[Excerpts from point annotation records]
--- BEGIN ---

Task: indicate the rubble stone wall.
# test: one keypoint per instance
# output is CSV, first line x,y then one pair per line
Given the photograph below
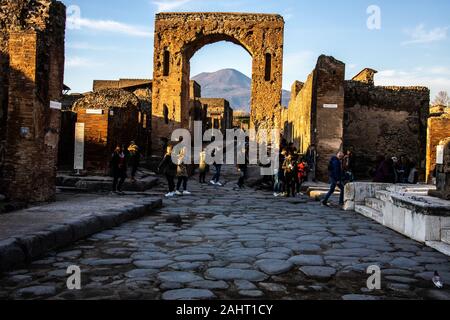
x,y
32,69
388,121
438,130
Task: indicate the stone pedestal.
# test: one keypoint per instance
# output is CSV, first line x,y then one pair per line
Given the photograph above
x,y
443,171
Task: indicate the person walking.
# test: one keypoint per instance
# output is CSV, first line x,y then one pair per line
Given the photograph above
x,y
119,169
288,168
302,173
311,158
202,168
169,169
348,167
182,174
336,177
134,156
279,175
218,168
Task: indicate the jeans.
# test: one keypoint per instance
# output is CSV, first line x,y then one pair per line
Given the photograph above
x,y
119,180
278,185
216,177
182,180
171,182
242,178
334,184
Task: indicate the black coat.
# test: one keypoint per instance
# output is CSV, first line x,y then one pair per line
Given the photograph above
x,y
167,167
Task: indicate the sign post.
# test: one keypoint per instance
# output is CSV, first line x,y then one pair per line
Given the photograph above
x,y
79,147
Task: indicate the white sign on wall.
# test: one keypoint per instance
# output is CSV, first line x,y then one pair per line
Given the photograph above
x,y
55,105
78,163
440,155
94,111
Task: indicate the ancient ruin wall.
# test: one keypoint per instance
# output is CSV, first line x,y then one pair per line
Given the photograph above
x,y
438,130
328,111
32,70
178,36
388,121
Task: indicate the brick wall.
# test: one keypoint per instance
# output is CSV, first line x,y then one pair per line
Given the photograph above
x,y
388,121
438,130
32,66
315,114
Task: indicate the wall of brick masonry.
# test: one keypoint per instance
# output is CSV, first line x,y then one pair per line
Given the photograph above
x,y
315,114
117,124
389,121
32,67
438,130
218,109
178,36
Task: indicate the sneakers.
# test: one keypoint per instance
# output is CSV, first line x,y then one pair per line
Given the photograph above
x,y
325,204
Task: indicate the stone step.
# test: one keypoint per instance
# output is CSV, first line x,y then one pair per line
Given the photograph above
x,y
375,204
370,213
445,235
382,195
439,246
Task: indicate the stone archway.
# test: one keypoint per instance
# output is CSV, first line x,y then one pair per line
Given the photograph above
x,y
178,36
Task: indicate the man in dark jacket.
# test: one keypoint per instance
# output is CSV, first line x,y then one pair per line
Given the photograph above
x,y
118,168
169,169
336,177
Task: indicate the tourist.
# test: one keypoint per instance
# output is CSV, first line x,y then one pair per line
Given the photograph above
x,y
336,177
202,167
413,177
311,158
218,168
168,168
182,174
134,158
288,168
243,168
279,175
386,172
348,167
119,169
302,173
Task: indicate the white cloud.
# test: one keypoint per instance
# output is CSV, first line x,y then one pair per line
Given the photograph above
x,y
79,62
168,5
88,46
108,26
420,35
436,78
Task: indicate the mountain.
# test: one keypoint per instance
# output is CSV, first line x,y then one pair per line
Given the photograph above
x,y
231,85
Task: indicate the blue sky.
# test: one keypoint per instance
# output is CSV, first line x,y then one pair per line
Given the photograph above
x,y
110,39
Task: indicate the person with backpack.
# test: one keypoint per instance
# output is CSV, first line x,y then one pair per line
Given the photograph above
x,y
135,157
169,169
218,167
302,173
336,178
202,167
182,174
288,168
118,168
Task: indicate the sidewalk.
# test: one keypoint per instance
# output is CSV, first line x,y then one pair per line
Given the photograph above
x,y
27,234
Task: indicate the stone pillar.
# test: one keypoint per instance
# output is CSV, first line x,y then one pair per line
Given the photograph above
x,y
443,172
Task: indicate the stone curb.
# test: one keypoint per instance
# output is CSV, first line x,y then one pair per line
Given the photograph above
x,y
23,249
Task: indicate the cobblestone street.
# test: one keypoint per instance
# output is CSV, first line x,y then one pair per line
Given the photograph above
x,y
237,245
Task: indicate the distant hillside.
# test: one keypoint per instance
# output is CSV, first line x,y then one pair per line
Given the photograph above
x,y
232,85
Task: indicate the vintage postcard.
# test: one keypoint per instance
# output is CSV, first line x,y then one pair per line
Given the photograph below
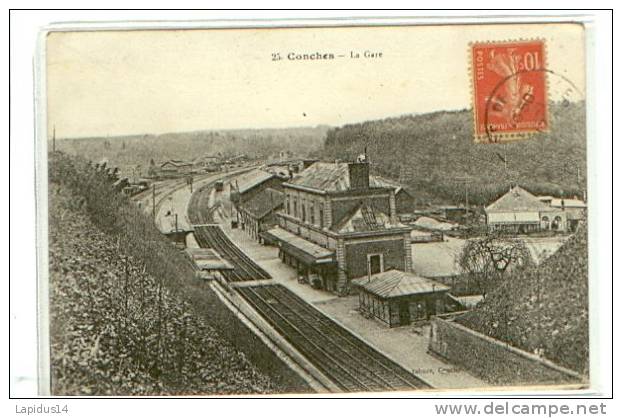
x,y
316,209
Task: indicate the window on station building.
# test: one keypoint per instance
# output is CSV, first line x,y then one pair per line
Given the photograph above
x,y
304,211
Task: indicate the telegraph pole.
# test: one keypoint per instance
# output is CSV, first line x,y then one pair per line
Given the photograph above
x,y
153,202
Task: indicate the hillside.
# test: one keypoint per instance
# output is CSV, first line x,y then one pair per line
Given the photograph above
x,y
434,155
543,309
126,318
131,151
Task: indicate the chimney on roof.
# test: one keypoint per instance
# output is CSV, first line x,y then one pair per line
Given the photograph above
x,y
359,175
307,163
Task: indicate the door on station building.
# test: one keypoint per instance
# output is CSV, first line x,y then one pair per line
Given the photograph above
x,y
375,263
404,313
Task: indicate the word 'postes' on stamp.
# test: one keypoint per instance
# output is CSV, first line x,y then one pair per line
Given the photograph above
x,y
509,90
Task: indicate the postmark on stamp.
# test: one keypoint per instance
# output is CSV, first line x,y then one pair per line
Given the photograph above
x,y
510,99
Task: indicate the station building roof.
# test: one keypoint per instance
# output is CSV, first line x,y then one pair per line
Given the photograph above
x,y
334,177
396,283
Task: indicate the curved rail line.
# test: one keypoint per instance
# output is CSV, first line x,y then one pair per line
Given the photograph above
x,y
341,356
244,268
352,364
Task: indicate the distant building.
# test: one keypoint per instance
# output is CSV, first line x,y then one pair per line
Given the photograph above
x,y
337,225
519,211
175,167
246,186
404,201
399,298
453,213
575,209
258,214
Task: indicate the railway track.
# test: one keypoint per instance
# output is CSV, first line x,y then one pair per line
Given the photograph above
x,y
352,364
245,269
341,356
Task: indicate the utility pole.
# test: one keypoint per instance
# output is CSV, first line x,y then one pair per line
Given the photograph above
x,y
465,182
153,202
505,158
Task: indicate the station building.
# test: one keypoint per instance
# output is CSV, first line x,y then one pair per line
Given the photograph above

--- END ---

### [Aim of the exercise]
Copy all of the records above verbatim, leaving out the pictures.

### [Finished answer]
Task: indicate the rubble stone wall.
# test: one keypoint per instance
# output is CSV, first line x,y then one pair per line
Given the photograph below
x,y
32,69
388,121
438,130
Task: indicate the stone pedestal.
# test: one keypoint per instance
# output is CSV, first line x,y then one pair per line
Given the photograph above
x,y
443,171
Task: indicate the person walking.
# test: one keypoint per instance
# output is CSV, first line x,y then one pair per line
Given the photograph above
x,y
119,169
288,168
302,173
311,158
202,168
169,169
348,167
182,174
336,177
134,156
279,175
218,168
Task: indicate the jeans.
# test: one keypoint per instance
# output is CSV, first line x,y then one pair per line
Given the photograph above
x,y
119,180
278,185
216,177
182,180
171,182
242,178
334,184
Task: indicate the black coat.
# test: one keypoint per instance
# output is CSV, first line x,y then one pair per line
Given the photograph above
x,y
167,167
Task: indicate the sign post.
# test: one keypoint per instance
# output is CSV, first line x,y then one pair per line
Given the photograph above
x,y
79,147
Task: indicate the white sign on wall.
# test: one keypoint per instance
# output is CSV, first line x,y then one pair per line
Given the photograph above
x,y
55,105
78,163
440,155
94,111
Task: indicate the ancient ruin wall.
# test: one keypoint per instance
# output is CSV, first line x,y then one pair per line
Given the photograph above
x,y
438,130
328,111
32,70
178,36
388,121
Task: indicate the brick wall.
# test: one keypoint per instance
# output is CSV, first line x,y then one pair per line
Given the photograph above
x,y
388,121
438,130
32,66
315,114
Task: indicate the wall of brick masonry.
# test: one keypoint per instance
# output is CSV, first line x,y then one pair per line
Given the photograph above
x,y
315,114
117,124
389,121
32,67
438,130
218,109
178,36
Task: indicate the sneakers.
# test: one keypoint per instance
# output is CSV, first line x,y then one pair per line
Given the photograph above
x,y
325,204
Task: indicate the stone step.
# test: one keypoint per instance
# output is CSV, first line x,y then one pair per line
Given the photograph above
x,y
375,204
370,213
445,235
382,195
439,246
Task: indicate the stone archway.
# test: one keypoint per instance
# output is CSV, first line x,y then one pair per line
Given the photograph above
x,y
178,36
Task: indicate the man in dark jacket.
# test: one keypoint per instance
# output is CSV, first line x,y then one pair per line
Given the photograph above
x,y
118,168
169,169
336,177
Task: indicate the tourist.
# test: one keypoint per instance
# output is CSV, first line x,y then one pair per line
Given the photograph above
x,y
336,177
202,167
413,177
311,158
218,168
168,168
182,174
134,158
288,168
243,168
279,175
386,172
348,167
119,169
302,173
Task: indicate the white cloud.
# test: one keypoint per instance
# output is CSV, first line x,y then one pair per line
Given the photograph above
x,y
79,62
168,5
88,46
108,26
420,35
436,78
Task: indicate the mountain.
# test: one keypoint per instance
# output is CSV, first line x,y then one pair per line
Given the photograph above
x,y
231,85
Task: indicate the blue sky.
# test: one keypoint per instance
# output is CSV, first line x,y then one pair per line
Given the photograph above
x,y
110,39
Task: indicate the person with backpack.
# test: one keypoint per instance
# output is CSV, first line x,y then one pair per line
Given the photograph above
x,y
135,157
169,169
218,167
302,173
336,178
202,167
182,174
288,168
118,168
Task: indicate the sidewalk.
# test: one keypoint per instance
# output is CSV, first line x,y then one pair per line
Given the photograph above
x,y
27,234
Task: indicate the stone pillar.
# test: one keypoint per instance
# output is CSV, first line x,y then one pair per line
Given the photograph above
x,y
443,172
Task: indicate the stone curb.
# test: one keypoint per instance
# output is CSV, first line x,y then one pair per line
Given the photograph above
x,y
23,249
Task: indicate the cobblestone street.
# test: one keypoint per instance
# output is CSV, first line x,y then one pair per line
Given the photograph above
x,y
237,245
Task: indicate the distant hillside.
# test: one keypoint per instance
# output is CSV, first line x,y then one pair per line
Given the photograph above
x,y
232,85
Task: indicate the vintage postcard.
# test: one keypoint per instance
# output is CSV, first line x,y then one pair per line
Given the photograph below
x,y
316,209
Task: indicate the window on station building.
# test: one keypoint per instance
# output is CSV, first line x,y then one pair per line
Given the photograph above
x,y
304,211
Task: indicate the telegraph pole.
# test: one keypoint per instance
# output is CSV, first line x,y then one pair per line
Given the photograph above
x,y
153,202
Task: indicate the hillside.
# test: one keypoint per instance
# output is CSV, first line x,y then one pair per line
Given the photograph above
x,y
434,155
543,309
126,318
131,151
Task: indicate the chimney on roof.
# test: one keypoint per instance
# output is CSV, first line x,y then one pair per line
Given the photograph above
x,y
359,175
307,163
Task: indicate the door on station building.
# test: one keypoint per instance
# output is CSV, first line x,y then one pair per line
Given the photograph above
x,y
375,263
404,313
Task: indicate the word 'postes' on stamp.
# test: one keypoint per instance
# output is CSV, first line x,y then one pair per line
Given the photograph above
x,y
509,90
Task: indicate the postmark on stamp.
# test: one keypoint per instance
# output is CSV, first line x,y then one pair per line
Given the photograph above
x,y
510,99
Task: indicate the station building roof.
# test: one keypoint per instance
# output is CSV, first line x,y then one pair per line
Given the photograph above
x,y
334,177
396,283
Task: indicate the curved rail line.
# test: one keypoint per instance
# output is CSV, first line x,y then one pair per line
Given the photograph above
x,y
341,356
244,268
352,364
Task: indicate the distant building.
# test: one keypoint per instance
# output is CSV, first line x,y then one pair per line
Given the photograph above
x,y
337,225
519,211
175,167
246,186
404,201
399,298
453,213
575,209
258,214
Task: indicate the railway track.
# test: one keypoint per instance
# output is CSV, first line x,y then one pair per line
Given the photograph above
x,y
352,364
245,269
341,356
Task: indicate the utility pole.
# test: one keypoint per instance
# output is CSV, first line x,y then one pair per line
Given the photograph above
x,y
465,182
153,202
505,158
Task: indicate the station building.
# test: one keypoint per instance
# output is CSV, first line x,y then one pair per line
Given the photograph above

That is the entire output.